=== Data ===

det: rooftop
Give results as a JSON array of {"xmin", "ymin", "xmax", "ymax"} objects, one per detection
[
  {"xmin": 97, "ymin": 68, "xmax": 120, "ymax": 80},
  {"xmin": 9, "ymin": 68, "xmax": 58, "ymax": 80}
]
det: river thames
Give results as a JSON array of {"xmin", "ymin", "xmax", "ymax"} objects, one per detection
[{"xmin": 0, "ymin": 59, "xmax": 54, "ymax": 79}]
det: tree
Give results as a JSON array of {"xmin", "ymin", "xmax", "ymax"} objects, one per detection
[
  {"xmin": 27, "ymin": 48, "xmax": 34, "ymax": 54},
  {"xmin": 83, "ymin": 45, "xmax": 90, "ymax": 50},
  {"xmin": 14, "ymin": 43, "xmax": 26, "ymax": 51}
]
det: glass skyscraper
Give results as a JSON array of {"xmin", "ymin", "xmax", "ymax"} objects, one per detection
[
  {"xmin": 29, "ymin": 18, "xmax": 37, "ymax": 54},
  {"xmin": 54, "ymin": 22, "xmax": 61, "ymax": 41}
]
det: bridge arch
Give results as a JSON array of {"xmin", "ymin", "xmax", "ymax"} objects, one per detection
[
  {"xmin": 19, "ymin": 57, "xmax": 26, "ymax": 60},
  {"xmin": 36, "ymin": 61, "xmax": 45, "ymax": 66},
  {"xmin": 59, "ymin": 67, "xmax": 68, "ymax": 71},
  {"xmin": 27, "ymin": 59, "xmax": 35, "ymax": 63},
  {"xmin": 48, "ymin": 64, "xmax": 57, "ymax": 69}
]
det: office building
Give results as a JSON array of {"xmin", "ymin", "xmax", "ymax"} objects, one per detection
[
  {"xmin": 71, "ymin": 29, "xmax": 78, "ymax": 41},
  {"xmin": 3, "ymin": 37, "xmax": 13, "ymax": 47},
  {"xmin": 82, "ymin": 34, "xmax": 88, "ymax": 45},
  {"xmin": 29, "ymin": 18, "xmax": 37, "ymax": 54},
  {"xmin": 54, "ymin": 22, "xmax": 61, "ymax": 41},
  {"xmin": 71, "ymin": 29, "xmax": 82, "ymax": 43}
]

===

**Exercise**
Produce the entries again, character for character.

**Solved problem**
det: rooftop
Give results as a JSON array of {"xmin", "ymin", "xmax", "ymax"} objects, one per detection
[
  {"xmin": 97, "ymin": 68, "xmax": 120, "ymax": 80},
  {"xmin": 9, "ymin": 68, "xmax": 58, "ymax": 80}
]
det: river thames
Give results as a JSON array of {"xmin", "ymin", "xmax", "ymax"} objects, one per detection
[{"xmin": 0, "ymin": 59, "xmax": 54, "ymax": 79}]
det: tree
Give results as a JSON array of {"xmin", "ymin", "xmax", "ymax"} objects, one per detection
[
  {"xmin": 27, "ymin": 48, "xmax": 34, "ymax": 54},
  {"xmin": 83, "ymin": 45, "xmax": 90, "ymax": 50},
  {"xmin": 14, "ymin": 43, "xmax": 26, "ymax": 51}
]
det: glass skyscraper
Give results as a JSON array of {"xmin", "ymin", "xmax", "ymax"} objects, one per detection
[
  {"xmin": 29, "ymin": 18, "xmax": 37, "ymax": 54},
  {"xmin": 54, "ymin": 22, "xmax": 61, "ymax": 41}
]
det: bridge arch
Give results as a JSON array of {"xmin", "ymin", "xmax", "ymax"} objects, one per detection
[
  {"xmin": 19, "ymin": 57, "xmax": 26, "ymax": 60},
  {"xmin": 36, "ymin": 61, "xmax": 45, "ymax": 66},
  {"xmin": 59, "ymin": 67, "xmax": 68, "ymax": 71},
  {"xmin": 27, "ymin": 59, "xmax": 35, "ymax": 63},
  {"xmin": 48, "ymin": 64, "xmax": 57, "ymax": 69}
]
det: office building
Give results as a JSON array of {"xmin", "ymin", "xmax", "ymax"} objects, one per detection
[
  {"xmin": 71, "ymin": 29, "xmax": 78, "ymax": 41},
  {"xmin": 3, "ymin": 37, "xmax": 13, "ymax": 47},
  {"xmin": 82, "ymin": 34, "xmax": 88, "ymax": 45},
  {"xmin": 29, "ymin": 18, "xmax": 37, "ymax": 54},
  {"xmin": 54, "ymin": 22, "xmax": 61, "ymax": 41},
  {"xmin": 71, "ymin": 29, "xmax": 82, "ymax": 43}
]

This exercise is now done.